___ Texto para analizar

Brindis al sol
Alberto González Troyano
Vieja y sabia
Alos liberales que tras la llegada de los Cien Mil Hijos de San Luis tuvieron que exiliarse en Londres les chocaban muchas cosas de la capital inglesa. Entre ellas el muermo que se apoderaba de la urbe los domingos, algo que contrastaba con las bullangueras jornadas dominicales de una España que aún no vivía su romance con el week-end, el chándal y la televisión de plasma. También algo que les rompía completamente sus esquemas carpetovetónicos, como cuenta Vicente Lloréns en su monumental Liberales y románticos: “En el mismo centro de la ciudad, junto a las ricas tiendas y los inmensos almacenes, les chocaba muchísimo tropezarse a cada paso con los muertos, es decir, con los cementerios, enclavados, como en otros países nórdicos, dentro del recinto urbano”. Aún hoy, los españoles que pasean el verano londinense se extrañan muchísimo al ver a los aborígenes tomar el sol apoyados en las lápidas con caracteres neogóticos, devorando ensaladas en envases de plástico y leyendo clásicos de Penguin. No es el tipo de familiaridad con la muerte que podría tener un personaje de Pedro Páramo, sino falta de conciencia de la misma. Los que así proceden son jóvenes anglos para los que la parca tiene la realidad de los mitos antiguos, es decir, una verdad-mentira tan novelesca como ajena.

______
___ Información proporcionada

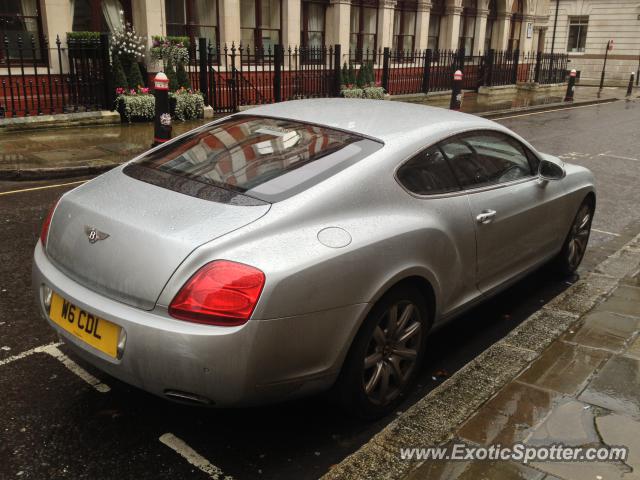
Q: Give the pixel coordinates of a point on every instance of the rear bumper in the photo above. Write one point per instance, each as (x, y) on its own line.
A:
(261, 361)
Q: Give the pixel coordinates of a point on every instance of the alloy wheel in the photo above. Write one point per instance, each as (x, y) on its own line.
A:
(579, 237)
(392, 352)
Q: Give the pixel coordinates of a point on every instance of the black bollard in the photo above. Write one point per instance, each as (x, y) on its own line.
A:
(456, 91)
(162, 121)
(571, 86)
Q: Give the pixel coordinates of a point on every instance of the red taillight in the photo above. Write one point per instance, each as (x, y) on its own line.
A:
(220, 293)
(45, 226)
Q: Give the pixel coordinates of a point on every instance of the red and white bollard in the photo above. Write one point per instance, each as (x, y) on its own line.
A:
(571, 86)
(162, 118)
(456, 91)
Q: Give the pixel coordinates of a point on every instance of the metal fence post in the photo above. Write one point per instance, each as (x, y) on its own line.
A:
(203, 77)
(536, 75)
(516, 57)
(570, 86)
(337, 56)
(278, 54)
(426, 72)
(460, 61)
(456, 91)
(489, 67)
(108, 92)
(386, 56)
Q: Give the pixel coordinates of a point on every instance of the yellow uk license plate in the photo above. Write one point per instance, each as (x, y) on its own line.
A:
(97, 332)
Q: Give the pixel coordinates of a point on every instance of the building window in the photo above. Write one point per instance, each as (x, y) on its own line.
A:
(20, 18)
(435, 19)
(492, 18)
(467, 26)
(517, 15)
(577, 33)
(404, 25)
(194, 19)
(99, 15)
(260, 23)
(364, 29)
(313, 22)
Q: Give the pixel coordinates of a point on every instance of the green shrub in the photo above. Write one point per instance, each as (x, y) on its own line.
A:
(83, 35)
(352, 75)
(188, 105)
(136, 108)
(352, 93)
(182, 77)
(171, 75)
(361, 76)
(375, 93)
(134, 76)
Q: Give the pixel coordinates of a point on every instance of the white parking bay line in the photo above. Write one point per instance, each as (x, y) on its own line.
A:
(605, 232)
(193, 457)
(40, 349)
(75, 368)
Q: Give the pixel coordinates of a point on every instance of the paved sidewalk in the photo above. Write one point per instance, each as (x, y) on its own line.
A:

______

■ Tu objetivo ■
Según el texto para analizar, ¿dónde estaban situados los cementerios que tanto chocaban a los liberales exiliados en Londres?

■ Problema resuelto ■
En el mismo centro de la ciudad, junto a las ricas tiendas y los inmensos almacenes, dentro del recinto urbano.